REQUIRED TASK: Render every line from the one containing "segment --target pink" down to the one containing "133 245 L 129", both included, as a JSON list of strings with one string per line. Leave out blank lines and the picture.

* Begin *

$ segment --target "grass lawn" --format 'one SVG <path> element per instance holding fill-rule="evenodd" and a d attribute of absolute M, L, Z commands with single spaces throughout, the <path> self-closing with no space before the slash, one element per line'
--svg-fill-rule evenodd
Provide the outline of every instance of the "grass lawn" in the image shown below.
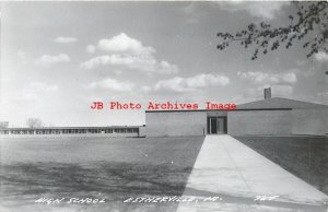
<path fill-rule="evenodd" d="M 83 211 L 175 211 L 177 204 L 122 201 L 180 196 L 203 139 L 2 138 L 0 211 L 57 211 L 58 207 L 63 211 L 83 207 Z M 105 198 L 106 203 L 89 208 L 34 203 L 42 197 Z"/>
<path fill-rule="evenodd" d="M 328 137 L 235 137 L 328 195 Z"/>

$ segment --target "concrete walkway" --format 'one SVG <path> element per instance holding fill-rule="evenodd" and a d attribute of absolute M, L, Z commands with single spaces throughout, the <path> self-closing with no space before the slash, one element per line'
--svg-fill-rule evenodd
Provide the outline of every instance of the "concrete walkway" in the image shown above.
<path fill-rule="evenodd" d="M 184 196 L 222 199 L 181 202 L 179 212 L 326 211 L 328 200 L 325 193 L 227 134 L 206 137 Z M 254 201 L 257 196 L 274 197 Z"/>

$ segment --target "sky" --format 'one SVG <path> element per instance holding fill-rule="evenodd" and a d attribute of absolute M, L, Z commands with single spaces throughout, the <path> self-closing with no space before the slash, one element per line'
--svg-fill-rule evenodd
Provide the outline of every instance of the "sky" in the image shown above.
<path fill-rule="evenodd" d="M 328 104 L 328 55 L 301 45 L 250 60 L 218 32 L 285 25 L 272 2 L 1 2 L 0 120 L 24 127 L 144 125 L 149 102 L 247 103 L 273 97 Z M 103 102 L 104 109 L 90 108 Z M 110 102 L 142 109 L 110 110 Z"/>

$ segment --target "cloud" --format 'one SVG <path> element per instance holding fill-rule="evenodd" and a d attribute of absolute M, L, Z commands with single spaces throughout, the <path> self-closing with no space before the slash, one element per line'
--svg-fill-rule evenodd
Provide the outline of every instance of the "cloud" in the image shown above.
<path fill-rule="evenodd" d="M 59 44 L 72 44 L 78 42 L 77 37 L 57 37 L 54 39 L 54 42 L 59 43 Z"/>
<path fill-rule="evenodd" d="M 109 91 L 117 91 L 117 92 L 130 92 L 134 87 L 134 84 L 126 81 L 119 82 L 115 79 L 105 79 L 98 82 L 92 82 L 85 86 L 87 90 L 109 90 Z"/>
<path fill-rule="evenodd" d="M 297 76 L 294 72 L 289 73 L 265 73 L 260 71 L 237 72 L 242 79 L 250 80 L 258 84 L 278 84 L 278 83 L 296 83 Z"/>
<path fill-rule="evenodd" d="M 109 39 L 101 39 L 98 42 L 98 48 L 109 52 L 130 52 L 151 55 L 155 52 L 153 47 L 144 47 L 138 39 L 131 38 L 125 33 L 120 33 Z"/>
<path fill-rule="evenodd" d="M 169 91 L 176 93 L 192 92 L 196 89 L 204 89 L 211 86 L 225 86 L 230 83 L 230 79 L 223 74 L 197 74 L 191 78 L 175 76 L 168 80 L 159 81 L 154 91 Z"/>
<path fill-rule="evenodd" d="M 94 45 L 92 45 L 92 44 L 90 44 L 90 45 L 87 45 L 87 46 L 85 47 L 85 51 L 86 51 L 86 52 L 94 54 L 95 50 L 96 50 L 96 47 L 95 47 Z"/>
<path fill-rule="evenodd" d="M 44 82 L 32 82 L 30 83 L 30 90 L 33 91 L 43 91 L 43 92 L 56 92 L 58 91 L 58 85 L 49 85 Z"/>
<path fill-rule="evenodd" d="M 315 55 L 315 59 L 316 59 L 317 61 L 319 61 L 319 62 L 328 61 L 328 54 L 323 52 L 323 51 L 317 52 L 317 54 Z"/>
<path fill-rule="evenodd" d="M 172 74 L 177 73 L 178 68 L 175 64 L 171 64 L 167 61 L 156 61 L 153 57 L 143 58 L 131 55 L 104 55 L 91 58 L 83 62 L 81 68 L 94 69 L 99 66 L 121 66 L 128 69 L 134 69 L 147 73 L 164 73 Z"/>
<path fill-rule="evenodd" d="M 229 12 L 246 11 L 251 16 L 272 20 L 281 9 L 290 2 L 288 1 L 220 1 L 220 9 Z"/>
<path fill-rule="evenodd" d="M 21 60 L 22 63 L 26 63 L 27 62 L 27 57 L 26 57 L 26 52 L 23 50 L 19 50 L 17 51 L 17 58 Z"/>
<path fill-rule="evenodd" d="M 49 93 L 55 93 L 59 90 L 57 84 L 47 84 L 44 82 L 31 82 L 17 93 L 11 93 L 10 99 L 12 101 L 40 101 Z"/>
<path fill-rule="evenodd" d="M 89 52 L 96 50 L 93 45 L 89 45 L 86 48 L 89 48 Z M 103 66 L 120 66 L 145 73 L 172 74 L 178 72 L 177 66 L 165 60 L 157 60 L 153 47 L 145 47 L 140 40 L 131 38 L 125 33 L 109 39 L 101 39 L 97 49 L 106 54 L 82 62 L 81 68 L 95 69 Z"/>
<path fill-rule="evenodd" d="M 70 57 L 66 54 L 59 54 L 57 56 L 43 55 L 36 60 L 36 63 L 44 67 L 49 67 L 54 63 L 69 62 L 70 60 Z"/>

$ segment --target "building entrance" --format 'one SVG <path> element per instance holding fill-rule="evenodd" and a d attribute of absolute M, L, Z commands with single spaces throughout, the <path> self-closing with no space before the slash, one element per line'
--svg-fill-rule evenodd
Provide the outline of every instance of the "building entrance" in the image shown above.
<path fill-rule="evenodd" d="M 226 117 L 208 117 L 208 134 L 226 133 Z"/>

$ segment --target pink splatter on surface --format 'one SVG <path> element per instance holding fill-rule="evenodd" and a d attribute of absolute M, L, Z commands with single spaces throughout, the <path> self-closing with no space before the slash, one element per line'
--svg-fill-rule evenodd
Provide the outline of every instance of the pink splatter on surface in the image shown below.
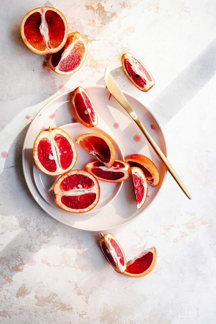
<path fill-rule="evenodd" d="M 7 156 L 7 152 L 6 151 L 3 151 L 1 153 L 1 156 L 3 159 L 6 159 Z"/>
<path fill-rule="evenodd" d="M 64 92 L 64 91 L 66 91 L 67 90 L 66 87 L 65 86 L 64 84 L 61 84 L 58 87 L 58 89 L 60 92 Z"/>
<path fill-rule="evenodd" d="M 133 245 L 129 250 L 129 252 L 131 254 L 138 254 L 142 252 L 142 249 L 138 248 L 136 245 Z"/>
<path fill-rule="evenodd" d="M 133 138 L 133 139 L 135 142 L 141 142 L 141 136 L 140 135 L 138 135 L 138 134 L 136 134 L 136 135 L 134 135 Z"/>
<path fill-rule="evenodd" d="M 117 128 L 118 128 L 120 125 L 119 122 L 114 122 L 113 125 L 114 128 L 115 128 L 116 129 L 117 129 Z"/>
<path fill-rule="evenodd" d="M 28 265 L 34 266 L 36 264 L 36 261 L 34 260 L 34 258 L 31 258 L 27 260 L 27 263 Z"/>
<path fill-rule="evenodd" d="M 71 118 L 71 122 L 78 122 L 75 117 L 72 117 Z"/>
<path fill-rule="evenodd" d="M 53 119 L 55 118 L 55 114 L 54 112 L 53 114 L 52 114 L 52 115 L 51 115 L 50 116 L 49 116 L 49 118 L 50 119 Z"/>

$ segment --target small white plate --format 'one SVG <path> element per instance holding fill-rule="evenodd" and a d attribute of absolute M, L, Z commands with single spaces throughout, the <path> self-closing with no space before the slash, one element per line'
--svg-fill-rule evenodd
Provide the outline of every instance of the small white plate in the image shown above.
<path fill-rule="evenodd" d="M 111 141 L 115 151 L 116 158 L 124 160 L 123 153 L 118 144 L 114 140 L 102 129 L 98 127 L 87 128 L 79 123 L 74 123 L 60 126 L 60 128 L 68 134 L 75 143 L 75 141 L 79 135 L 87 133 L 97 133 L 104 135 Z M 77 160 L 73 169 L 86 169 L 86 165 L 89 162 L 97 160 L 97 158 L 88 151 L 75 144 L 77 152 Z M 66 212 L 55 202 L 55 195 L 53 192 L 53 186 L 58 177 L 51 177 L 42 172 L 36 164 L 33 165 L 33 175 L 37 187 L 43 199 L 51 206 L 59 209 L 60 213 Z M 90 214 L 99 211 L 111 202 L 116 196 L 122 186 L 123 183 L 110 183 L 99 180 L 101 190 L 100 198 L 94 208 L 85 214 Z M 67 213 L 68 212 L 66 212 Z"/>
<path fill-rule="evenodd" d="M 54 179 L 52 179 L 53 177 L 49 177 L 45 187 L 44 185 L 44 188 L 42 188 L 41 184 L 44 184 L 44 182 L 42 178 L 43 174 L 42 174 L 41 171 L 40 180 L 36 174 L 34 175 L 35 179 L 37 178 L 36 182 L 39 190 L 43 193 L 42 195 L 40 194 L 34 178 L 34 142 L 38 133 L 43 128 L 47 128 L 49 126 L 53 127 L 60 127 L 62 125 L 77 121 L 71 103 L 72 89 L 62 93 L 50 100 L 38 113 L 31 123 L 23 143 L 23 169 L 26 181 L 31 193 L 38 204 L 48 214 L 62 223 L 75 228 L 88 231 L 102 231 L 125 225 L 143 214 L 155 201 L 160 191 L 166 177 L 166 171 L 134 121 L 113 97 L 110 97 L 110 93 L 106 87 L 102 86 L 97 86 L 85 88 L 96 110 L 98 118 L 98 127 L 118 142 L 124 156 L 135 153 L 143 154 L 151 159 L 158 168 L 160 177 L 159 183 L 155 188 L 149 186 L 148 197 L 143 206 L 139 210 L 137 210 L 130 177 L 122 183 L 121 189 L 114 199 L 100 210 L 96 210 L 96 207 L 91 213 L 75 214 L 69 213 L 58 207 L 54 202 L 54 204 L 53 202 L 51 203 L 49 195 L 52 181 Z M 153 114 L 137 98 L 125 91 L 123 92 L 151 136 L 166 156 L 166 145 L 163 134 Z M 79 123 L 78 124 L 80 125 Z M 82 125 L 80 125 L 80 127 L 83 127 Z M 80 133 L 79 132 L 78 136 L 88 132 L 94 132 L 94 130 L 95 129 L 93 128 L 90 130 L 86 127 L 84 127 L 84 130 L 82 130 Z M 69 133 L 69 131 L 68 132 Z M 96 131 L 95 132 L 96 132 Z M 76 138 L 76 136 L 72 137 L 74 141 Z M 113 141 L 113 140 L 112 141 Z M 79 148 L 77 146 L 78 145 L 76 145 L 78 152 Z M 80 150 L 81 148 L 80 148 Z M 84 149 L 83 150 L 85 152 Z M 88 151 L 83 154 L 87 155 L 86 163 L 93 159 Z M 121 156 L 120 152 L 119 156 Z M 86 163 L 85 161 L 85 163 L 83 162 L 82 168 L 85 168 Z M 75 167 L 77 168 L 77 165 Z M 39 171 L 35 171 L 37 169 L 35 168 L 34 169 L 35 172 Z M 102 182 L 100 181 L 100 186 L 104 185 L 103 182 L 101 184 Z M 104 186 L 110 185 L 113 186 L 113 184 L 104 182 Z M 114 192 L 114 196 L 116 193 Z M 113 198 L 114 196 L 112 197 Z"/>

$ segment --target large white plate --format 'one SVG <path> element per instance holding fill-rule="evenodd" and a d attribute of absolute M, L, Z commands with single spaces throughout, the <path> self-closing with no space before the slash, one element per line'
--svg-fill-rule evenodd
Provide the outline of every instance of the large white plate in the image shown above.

* End *

ANSWER IN FULL:
[
  "$ segment --target pink splatter on surface --format 'one SVG <path> element per instance holding fill-rule=\"evenodd\" and a d attribute of absolute M, L, Z commands with single spaces throughout, the <path> self-closing with no space before the slash, one element per line'",
  "--svg-fill-rule evenodd",
  "Provide the outline of every instance of the pink splatter on surface in the image shown below.",
  "<path fill-rule=\"evenodd\" d=\"M 7 156 L 7 152 L 6 151 L 3 151 L 1 153 L 1 156 L 3 159 L 6 159 Z\"/>",
  "<path fill-rule=\"evenodd\" d=\"M 64 92 L 64 91 L 66 91 L 67 90 L 66 87 L 65 86 L 64 84 L 61 84 L 58 87 L 58 89 L 60 92 Z\"/>",
  "<path fill-rule=\"evenodd\" d=\"M 133 245 L 129 250 L 129 252 L 131 254 L 138 254 L 142 252 L 142 249 L 138 248 L 136 245 Z\"/>"
]